— Challenge —
Print the listing below verbatim, line for line, with no changes.

##############################

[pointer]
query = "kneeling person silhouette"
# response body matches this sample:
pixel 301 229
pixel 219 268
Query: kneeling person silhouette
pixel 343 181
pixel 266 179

##############################

— Output for this task —
[pointer]
query = "kneeling person silhouette"
# response body matches this sample:
pixel 301 229
pixel 219 268
Query: kneeling person silhouette
pixel 343 181
pixel 266 179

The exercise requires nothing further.